**Text passage:**
Because when we match,
when we're having the same kind of conversation
at the same time,
we become what's known as neurally entrained, right?
Communication is basically,
I have an idea or a feeling in my head.
I want you to experience that same idea or feeling.
And if I do it well, our brains actually
start to look alike. You know, if neural studies will show that people will begin thinking alike,
and the more closely they think alike, the better they understand each other.
In addition, like our pupils will start dilating at the same rate, which is probably happening
right now, even though none of us, neither of us are aware of it. Our breath patterns will start
matching each other.
Our heart rates will start matching.
The electrical impulses along our skin will become similar.
Neural entrainment, feeling the same thing at the same time is what communication is.
And super communicators understand that
and they take steps to try and accomplish it
rather than trying to convince you I'm right
or rather than trying to win the argument.
Beneath the surface though,
this is really about connection.
It's almost like the communication piece
or the conversational piece is a Trojan horse
for helping people better understand
how they can feel more connected to other people.

**Given exercise A:** Translate this sentence from the passage on communication into Spanish: "Our heart rates will start matching."
**Given exercise B:** Summarize the passage on communication in two sentences.
The lines after this text come from a different source.

**Dataset rows:**
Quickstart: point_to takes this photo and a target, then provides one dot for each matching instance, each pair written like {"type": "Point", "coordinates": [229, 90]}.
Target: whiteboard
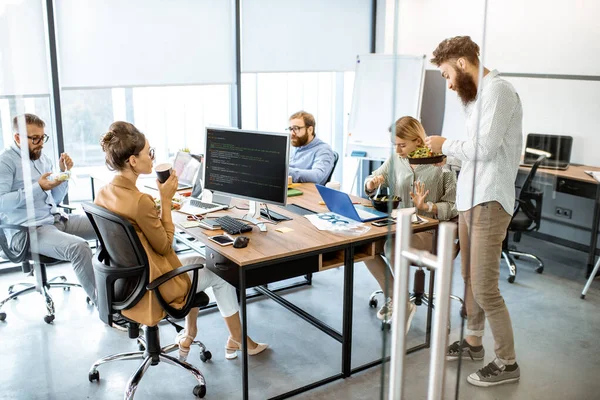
{"type": "Point", "coordinates": [376, 105]}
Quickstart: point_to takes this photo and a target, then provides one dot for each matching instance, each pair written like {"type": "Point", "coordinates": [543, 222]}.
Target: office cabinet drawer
{"type": "Point", "coordinates": [576, 188]}
{"type": "Point", "coordinates": [230, 272]}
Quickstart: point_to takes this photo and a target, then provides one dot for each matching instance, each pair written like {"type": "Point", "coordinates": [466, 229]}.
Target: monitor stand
{"type": "Point", "coordinates": [254, 215]}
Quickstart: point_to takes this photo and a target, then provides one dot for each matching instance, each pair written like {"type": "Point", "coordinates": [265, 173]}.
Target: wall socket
{"type": "Point", "coordinates": [563, 212]}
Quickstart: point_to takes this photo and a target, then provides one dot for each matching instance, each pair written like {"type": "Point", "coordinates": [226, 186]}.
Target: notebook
{"type": "Point", "coordinates": [340, 203]}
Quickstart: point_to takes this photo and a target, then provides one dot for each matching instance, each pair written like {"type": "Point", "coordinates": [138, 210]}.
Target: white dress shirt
{"type": "Point", "coordinates": [491, 154]}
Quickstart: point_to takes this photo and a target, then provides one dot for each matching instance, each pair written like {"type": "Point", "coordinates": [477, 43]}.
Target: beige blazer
{"type": "Point", "coordinates": [121, 196]}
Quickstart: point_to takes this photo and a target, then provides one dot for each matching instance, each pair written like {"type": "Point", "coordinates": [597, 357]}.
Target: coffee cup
{"type": "Point", "coordinates": [333, 185]}
{"type": "Point", "coordinates": [163, 171]}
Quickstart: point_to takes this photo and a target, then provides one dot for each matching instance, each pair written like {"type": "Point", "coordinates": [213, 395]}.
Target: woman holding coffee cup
{"type": "Point", "coordinates": [128, 152]}
{"type": "Point", "coordinates": [429, 188]}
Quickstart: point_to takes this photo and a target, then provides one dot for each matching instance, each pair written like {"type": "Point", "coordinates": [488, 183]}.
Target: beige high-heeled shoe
{"type": "Point", "coordinates": [231, 352]}
{"type": "Point", "coordinates": [183, 351]}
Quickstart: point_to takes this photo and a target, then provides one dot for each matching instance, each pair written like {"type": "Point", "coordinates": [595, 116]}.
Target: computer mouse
{"type": "Point", "coordinates": [240, 242]}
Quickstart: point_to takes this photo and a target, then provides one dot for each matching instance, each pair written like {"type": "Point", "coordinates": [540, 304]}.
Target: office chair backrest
{"type": "Point", "coordinates": [529, 179]}
{"type": "Point", "coordinates": [529, 202]}
{"type": "Point", "coordinates": [336, 157]}
{"type": "Point", "coordinates": [121, 266]}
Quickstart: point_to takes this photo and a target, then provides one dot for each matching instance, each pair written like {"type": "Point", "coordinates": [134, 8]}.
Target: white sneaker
{"type": "Point", "coordinates": [385, 312]}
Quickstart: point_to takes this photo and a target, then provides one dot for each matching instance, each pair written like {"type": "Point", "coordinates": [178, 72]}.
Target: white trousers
{"type": "Point", "coordinates": [225, 294]}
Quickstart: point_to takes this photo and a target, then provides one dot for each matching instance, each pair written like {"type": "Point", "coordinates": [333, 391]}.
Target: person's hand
{"type": "Point", "coordinates": [374, 182]}
{"type": "Point", "coordinates": [167, 190]}
{"type": "Point", "coordinates": [65, 163]}
{"type": "Point", "coordinates": [435, 143]}
{"type": "Point", "coordinates": [419, 195]}
{"type": "Point", "coordinates": [47, 184]}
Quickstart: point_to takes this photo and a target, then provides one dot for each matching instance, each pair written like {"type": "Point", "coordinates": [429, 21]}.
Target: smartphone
{"type": "Point", "coordinates": [211, 224]}
{"type": "Point", "coordinates": [223, 240]}
{"type": "Point", "coordinates": [384, 222]}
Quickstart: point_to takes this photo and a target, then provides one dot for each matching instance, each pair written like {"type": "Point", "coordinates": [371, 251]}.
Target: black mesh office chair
{"type": "Point", "coordinates": [122, 272]}
{"type": "Point", "coordinates": [526, 218]}
{"type": "Point", "coordinates": [419, 296]}
{"type": "Point", "coordinates": [32, 264]}
{"type": "Point", "coordinates": [336, 157]}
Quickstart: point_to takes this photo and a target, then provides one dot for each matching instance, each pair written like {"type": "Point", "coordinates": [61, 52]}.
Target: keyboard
{"type": "Point", "coordinates": [232, 226]}
{"type": "Point", "coordinates": [200, 204]}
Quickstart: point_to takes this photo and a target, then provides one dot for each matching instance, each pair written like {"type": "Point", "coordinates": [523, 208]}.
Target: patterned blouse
{"type": "Point", "coordinates": [440, 182]}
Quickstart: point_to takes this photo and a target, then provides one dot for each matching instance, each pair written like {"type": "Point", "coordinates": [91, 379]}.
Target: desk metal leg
{"type": "Point", "coordinates": [347, 311]}
{"type": "Point", "coordinates": [594, 238]}
{"type": "Point", "coordinates": [93, 191]}
{"type": "Point", "coordinates": [244, 341]}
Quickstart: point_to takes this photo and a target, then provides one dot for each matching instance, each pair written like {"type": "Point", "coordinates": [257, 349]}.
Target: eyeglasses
{"type": "Point", "coordinates": [38, 139]}
{"type": "Point", "coordinates": [334, 219]}
{"type": "Point", "coordinates": [294, 128]}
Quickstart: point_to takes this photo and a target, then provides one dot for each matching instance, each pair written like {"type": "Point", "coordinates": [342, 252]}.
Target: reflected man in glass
{"type": "Point", "coordinates": [59, 235]}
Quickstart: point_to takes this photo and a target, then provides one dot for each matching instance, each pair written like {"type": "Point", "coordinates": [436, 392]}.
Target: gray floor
{"type": "Point", "coordinates": [556, 337]}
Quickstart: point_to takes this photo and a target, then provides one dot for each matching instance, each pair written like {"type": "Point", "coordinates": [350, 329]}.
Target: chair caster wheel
{"type": "Point", "coordinates": [94, 376]}
{"type": "Point", "coordinates": [205, 356]}
{"type": "Point", "coordinates": [200, 391]}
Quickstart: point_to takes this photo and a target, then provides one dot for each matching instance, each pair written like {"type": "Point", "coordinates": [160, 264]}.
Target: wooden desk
{"type": "Point", "coordinates": [273, 256]}
{"type": "Point", "coordinates": [576, 182]}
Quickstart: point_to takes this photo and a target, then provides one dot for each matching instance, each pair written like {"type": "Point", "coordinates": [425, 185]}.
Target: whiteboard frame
{"type": "Point", "coordinates": [377, 152]}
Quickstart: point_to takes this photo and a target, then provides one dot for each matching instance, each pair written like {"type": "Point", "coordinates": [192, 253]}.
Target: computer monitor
{"type": "Point", "coordinates": [247, 164]}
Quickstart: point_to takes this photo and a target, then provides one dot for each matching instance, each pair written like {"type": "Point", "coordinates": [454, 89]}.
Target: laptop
{"type": "Point", "coordinates": [556, 148]}
{"type": "Point", "coordinates": [186, 166]}
{"type": "Point", "coordinates": [340, 203]}
{"type": "Point", "coordinates": [194, 204]}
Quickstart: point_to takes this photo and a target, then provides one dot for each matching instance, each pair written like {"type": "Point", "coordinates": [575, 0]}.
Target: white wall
{"type": "Point", "coordinates": [533, 36]}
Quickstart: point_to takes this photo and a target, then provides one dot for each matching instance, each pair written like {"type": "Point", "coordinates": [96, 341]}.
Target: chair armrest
{"type": "Point", "coordinates": [171, 274]}
{"type": "Point", "coordinates": [5, 246]}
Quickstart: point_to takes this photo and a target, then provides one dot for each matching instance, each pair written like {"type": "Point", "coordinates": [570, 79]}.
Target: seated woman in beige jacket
{"type": "Point", "coordinates": [128, 152]}
{"type": "Point", "coordinates": [429, 188]}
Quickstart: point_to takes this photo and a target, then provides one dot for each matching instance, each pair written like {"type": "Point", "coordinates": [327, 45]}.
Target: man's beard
{"type": "Point", "coordinates": [300, 141]}
{"type": "Point", "coordinates": [465, 87]}
{"type": "Point", "coordinates": [35, 154]}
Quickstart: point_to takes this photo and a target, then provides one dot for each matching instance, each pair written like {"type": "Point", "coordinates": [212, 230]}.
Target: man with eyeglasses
{"type": "Point", "coordinates": [311, 159]}
{"type": "Point", "coordinates": [58, 235]}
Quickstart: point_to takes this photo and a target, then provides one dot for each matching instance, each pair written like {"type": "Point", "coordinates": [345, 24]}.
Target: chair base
{"type": "Point", "coordinates": [41, 288]}
{"type": "Point", "coordinates": [507, 255]}
{"type": "Point", "coordinates": [590, 279]}
{"type": "Point", "coordinates": [152, 354]}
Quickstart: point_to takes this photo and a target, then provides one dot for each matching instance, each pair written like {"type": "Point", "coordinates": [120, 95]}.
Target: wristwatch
{"type": "Point", "coordinates": [430, 205]}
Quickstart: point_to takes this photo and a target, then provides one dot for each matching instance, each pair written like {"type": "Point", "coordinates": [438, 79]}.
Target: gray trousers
{"type": "Point", "coordinates": [67, 240]}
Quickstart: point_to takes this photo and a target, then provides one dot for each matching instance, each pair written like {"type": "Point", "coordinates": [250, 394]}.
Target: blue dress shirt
{"type": "Point", "coordinates": [312, 162]}
{"type": "Point", "coordinates": [13, 205]}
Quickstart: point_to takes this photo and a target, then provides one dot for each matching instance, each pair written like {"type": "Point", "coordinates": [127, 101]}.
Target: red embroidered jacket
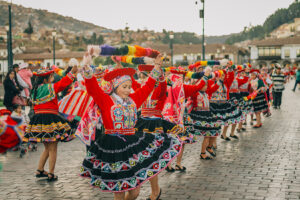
{"type": "Point", "coordinates": [155, 103]}
{"type": "Point", "coordinates": [119, 118]}
{"type": "Point", "coordinates": [211, 88]}
{"type": "Point", "coordinates": [51, 103]}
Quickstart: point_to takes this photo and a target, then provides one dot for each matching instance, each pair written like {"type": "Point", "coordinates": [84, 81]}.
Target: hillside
{"type": "Point", "coordinates": [281, 16]}
{"type": "Point", "coordinates": [43, 19]}
{"type": "Point", "coordinates": [76, 34]}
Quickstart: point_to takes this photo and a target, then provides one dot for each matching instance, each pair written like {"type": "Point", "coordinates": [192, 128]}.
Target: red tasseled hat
{"type": "Point", "coordinates": [44, 71]}
{"type": "Point", "coordinates": [119, 72]}
{"type": "Point", "coordinates": [145, 68]}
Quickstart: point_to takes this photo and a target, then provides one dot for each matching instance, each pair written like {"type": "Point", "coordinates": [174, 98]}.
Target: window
{"type": "Point", "coordinates": [272, 51]}
{"type": "Point", "coordinates": [278, 52]}
{"type": "Point", "coordinates": [269, 51]}
{"type": "Point", "coordinates": [286, 53]}
{"type": "Point", "coordinates": [298, 53]}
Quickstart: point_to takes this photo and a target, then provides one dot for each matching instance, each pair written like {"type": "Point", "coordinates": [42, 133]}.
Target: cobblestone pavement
{"type": "Point", "coordinates": [263, 164]}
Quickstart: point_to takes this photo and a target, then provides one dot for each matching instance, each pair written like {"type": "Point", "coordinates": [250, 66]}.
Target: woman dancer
{"type": "Point", "coordinates": [46, 125]}
{"type": "Point", "coordinates": [122, 158]}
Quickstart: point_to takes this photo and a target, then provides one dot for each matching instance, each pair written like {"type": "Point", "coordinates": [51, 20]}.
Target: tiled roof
{"type": "Point", "coordinates": [276, 41]}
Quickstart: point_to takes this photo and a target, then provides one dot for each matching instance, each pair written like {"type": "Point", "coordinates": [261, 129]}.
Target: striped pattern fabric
{"type": "Point", "coordinates": [75, 103]}
{"type": "Point", "coordinates": [278, 82]}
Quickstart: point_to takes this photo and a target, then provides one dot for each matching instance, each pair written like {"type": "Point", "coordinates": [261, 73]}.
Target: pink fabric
{"type": "Point", "coordinates": [26, 75]}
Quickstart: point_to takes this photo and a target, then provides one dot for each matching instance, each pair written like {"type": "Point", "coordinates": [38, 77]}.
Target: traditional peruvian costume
{"type": "Point", "coordinates": [123, 158]}
{"type": "Point", "coordinates": [201, 121]}
{"type": "Point", "coordinates": [46, 125]}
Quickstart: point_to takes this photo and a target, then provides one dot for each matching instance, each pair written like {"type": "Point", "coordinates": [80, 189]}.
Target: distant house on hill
{"type": "Point", "coordinates": [285, 51]}
{"type": "Point", "coordinates": [189, 53]}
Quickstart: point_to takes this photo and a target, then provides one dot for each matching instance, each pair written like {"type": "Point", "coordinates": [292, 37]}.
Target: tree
{"type": "Point", "coordinates": [29, 29]}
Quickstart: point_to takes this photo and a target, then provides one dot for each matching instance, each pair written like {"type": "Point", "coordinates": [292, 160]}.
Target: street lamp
{"type": "Point", "coordinates": [53, 37]}
{"type": "Point", "coordinates": [203, 39]}
{"type": "Point", "coordinates": [9, 38]}
{"type": "Point", "coordinates": [171, 47]}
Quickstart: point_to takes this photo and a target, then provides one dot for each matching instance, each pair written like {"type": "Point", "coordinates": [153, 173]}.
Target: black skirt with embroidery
{"type": "Point", "coordinates": [118, 163]}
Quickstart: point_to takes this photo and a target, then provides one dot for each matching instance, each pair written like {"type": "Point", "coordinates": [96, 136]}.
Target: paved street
{"type": "Point", "coordinates": [263, 164]}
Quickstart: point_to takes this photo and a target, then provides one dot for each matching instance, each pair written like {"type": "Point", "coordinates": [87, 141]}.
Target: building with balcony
{"type": "Point", "coordinates": [285, 51]}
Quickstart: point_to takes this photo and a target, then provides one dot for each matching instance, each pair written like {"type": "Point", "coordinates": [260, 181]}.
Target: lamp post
{"type": "Point", "coordinates": [7, 45]}
{"type": "Point", "coordinates": [203, 39]}
{"type": "Point", "coordinates": [171, 47]}
{"type": "Point", "coordinates": [9, 38]}
{"type": "Point", "coordinates": [53, 37]}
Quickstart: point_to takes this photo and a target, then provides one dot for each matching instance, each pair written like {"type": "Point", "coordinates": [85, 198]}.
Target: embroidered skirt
{"type": "Point", "coordinates": [118, 163]}
{"type": "Point", "coordinates": [227, 111]}
{"type": "Point", "coordinates": [203, 123]}
{"type": "Point", "coordinates": [260, 103]}
{"type": "Point", "coordinates": [48, 128]}
{"type": "Point", "coordinates": [246, 106]}
{"type": "Point", "coordinates": [10, 136]}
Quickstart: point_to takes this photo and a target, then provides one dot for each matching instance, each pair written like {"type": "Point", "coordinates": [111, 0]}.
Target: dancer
{"type": "Point", "coordinates": [123, 158]}
{"type": "Point", "coordinates": [46, 126]}
{"type": "Point", "coordinates": [259, 96]}
{"type": "Point", "coordinates": [278, 80]}
{"type": "Point", "coordinates": [201, 120]}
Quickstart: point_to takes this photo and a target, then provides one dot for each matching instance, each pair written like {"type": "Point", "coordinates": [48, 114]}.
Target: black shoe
{"type": "Point", "coordinates": [41, 174]}
{"type": "Point", "coordinates": [234, 136]}
{"type": "Point", "coordinates": [158, 197]}
{"type": "Point", "coordinates": [206, 158]}
{"type": "Point", "coordinates": [211, 153]}
{"type": "Point", "coordinates": [177, 168]}
{"type": "Point", "coordinates": [170, 170]}
{"type": "Point", "coordinates": [52, 177]}
{"type": "Point", "coordinates": [227, 138]}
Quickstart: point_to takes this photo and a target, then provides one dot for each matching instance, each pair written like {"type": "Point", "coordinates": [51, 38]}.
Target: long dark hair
{"type": "Point", "coordinates": [8, 73]}
{"type": "Point", "coordinates": [37, 82]}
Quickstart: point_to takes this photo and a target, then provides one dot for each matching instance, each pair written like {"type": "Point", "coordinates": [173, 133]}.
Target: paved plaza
{"type": "Point", "coordinates": [263, 164]}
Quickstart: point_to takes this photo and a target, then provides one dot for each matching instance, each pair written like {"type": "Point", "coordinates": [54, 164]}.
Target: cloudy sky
{"type": "Point", "coordinates": [222, 16]}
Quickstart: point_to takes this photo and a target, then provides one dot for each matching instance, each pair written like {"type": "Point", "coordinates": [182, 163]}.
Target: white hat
{"type": "Point", "coordinates": [23, 65]}
{"type": "Point", "coordinates": [73, 62]}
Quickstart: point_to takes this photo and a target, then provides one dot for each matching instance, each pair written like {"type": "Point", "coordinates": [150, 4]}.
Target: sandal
{"type": "Point", "coordinates": [211, 153]}
{"type": "Point", "coordinates": [158, 197]}
{"type": "Point", "coordinates": [52, 177]}
{"type": "Point", "coordinates": [206, 158]}
{"type": "Point", "coordinates": [170, 169]}
{"type": "Point", "coordinates": [41, 174]}
{"type": "Point", "coordinates": [178, 168]}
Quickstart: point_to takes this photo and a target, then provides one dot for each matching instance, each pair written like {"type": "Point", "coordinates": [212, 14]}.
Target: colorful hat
{"type": "Point", "coordinates": [255, 71]}
{"type": "Point", "coordinates": [44, 71]}
{"type": "Point", "coordinates": [239, 68]}
{"type": "Point", "coordinates": [119, 76]}
{"type": "Point", "coordinates": [145, 68]}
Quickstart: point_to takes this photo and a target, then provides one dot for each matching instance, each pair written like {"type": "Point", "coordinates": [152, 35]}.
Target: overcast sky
{"type": "Point", "coordinates": [222, 16]}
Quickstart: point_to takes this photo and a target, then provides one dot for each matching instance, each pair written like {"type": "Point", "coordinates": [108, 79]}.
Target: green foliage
{"type": "Point", "coordinates": [281, 16]}
{"type": "Point", "coordinates": [181, 38]}
{"type": "Point", "coordinates": [29, 29]}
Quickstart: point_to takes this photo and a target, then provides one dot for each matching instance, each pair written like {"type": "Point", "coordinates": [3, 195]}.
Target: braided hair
{"type": "Point", "coordinates": [39, 80]}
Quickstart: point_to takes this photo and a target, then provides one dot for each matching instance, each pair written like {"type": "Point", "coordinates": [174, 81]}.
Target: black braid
{"type": "Point", "coordinates": [37, 82]}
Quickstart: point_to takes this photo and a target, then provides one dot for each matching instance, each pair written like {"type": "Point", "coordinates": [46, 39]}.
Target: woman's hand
{"type": "Point", "coordinates": [119, 65]}
{"type": "Point", "coordinates": [158, 62]}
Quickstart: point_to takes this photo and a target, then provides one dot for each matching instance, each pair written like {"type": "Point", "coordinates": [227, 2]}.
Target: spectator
{"type": "Point", "coordinates": [278, 79]}
{"type": "Point", "coordinates": [11, 89]}
{"type": "Point", "coordinates": [297, 81]}
{"type": "Point", "coordinates": [26, 74]}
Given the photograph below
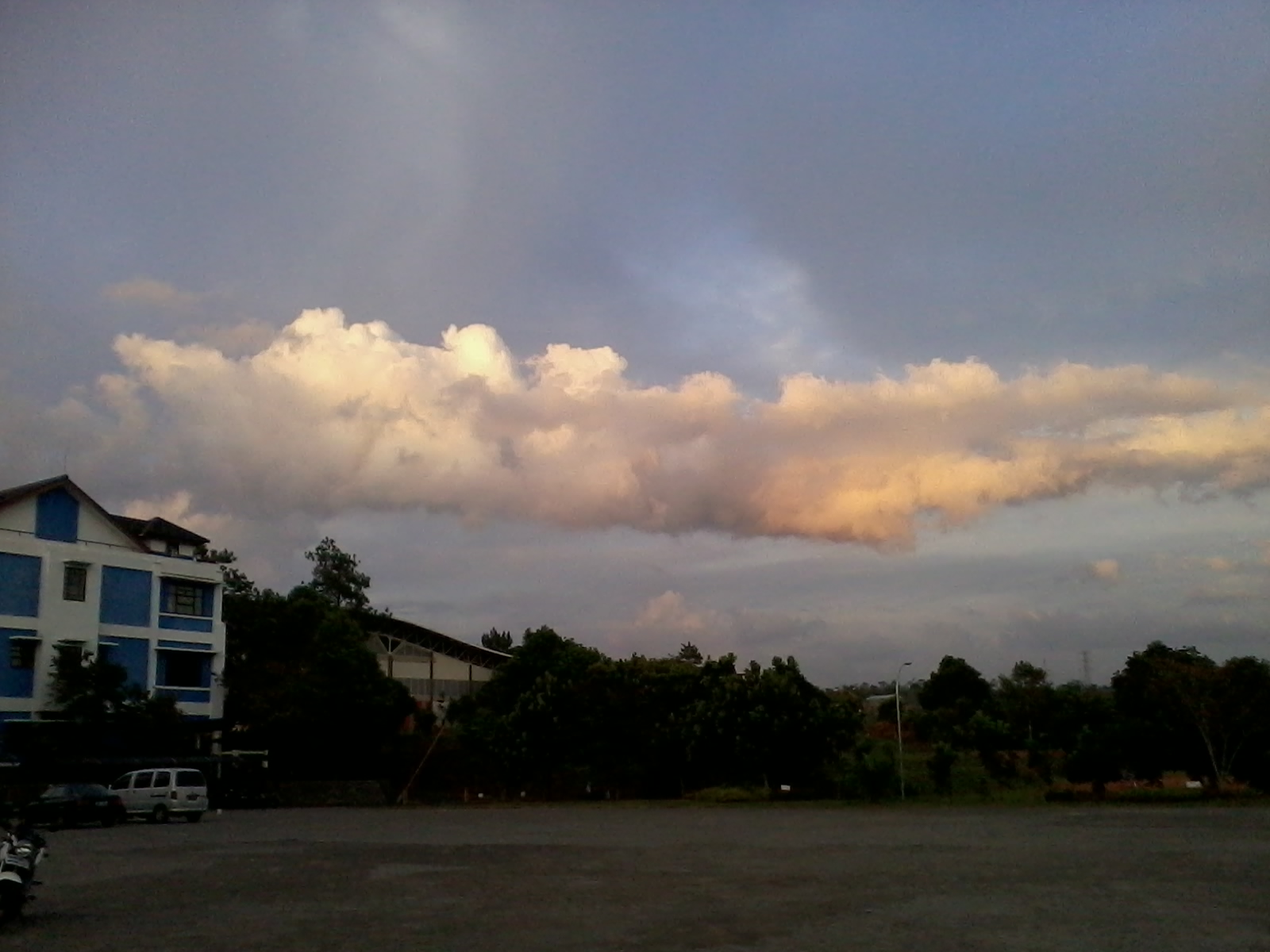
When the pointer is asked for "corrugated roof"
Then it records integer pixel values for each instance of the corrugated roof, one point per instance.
(137, 530)
(432, 640)
(158, 528)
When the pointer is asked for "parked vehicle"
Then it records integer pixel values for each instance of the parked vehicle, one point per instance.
(22, 850)
(73, 804)
(162, 793)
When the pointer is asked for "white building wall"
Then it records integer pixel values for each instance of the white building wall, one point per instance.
(101, 545)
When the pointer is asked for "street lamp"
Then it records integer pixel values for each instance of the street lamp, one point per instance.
(899, 730)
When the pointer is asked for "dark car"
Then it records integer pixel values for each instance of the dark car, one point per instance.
(73, 804)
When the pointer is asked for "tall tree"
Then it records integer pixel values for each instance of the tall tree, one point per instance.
(336, 577)
(950, 698)
(497, 640)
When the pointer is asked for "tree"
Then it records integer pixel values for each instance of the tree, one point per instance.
(1026, 700)
(337, 578)
(950, 697)
(235, 582)
(94, 695)
(302, 683)
(497, 640)
(690, 653)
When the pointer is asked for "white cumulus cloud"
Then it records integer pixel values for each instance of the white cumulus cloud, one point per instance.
(333, 416)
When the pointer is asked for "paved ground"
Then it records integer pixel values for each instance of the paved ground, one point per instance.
(664, 877)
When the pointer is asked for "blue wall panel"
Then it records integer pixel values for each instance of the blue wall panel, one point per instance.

**Full solution A:** Nuestros ritmos cardíacos empezarán a coincidir.

**Full solution B:** When communication goes well, people's brains begin to look alike, and their pupil dilation, breathing, heart rates and skin's electrical impulses start to match, a state called neural entrainment that is what communication is. Super communicators work toward this shared feeling instead of trying to win the argument, and beneath the surface the topic is really about helping people feel more connected to others.